### Exercise objective:
Rewrite every line below, requests included, and multiply each x and y coordinate in the answer points by 2.15, rounding to whole numbers with halves rounded up; leave the coordinates in the requests and their format samples unchanged. Leave out the pictures.
## Begin Rows
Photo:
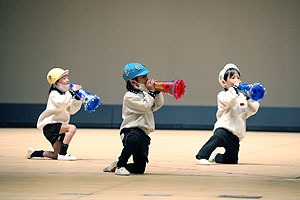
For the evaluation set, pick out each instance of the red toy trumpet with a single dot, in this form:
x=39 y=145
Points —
x=175 y=88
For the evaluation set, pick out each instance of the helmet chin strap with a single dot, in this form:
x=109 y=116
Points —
x=63 y=87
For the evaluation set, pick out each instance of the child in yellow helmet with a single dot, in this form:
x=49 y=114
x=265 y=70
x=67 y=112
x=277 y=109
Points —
x=54 y=121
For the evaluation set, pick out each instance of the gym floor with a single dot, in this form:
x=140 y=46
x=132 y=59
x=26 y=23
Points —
x=269 y=168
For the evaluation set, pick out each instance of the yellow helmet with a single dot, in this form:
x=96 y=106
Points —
x=55 y=74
## End Rows
### Written solution:
Photo:
For the evaluation set, pick out each instance of the red toy trumpet with a single dot, in this form:
x=39 y=145
Points —
x=376 y=189
For the evaluation set, pick out each instance of the helmet chin strap with a single dot, in this form:
x=109 y=116
Points —
x=135 y=187
For the evaluation set, pick out each instance of the child in yellow helmet with a single dot, in this form:
x=49 y=114
x=265 y=70
x=67 y=112
x=277 y=109
Points —
x=116 y=260
For the evaluation set, pick out each instance of the gym floor with a single dot, in this form:
x=140 y=46
x=132 y=59
x=26 y=23
Points —
x=578 y=361
For the evaluation set, pick out each instance of the yellow helmet with a single dot, in this form:
x=96 y=106
Points —
x=118 y=159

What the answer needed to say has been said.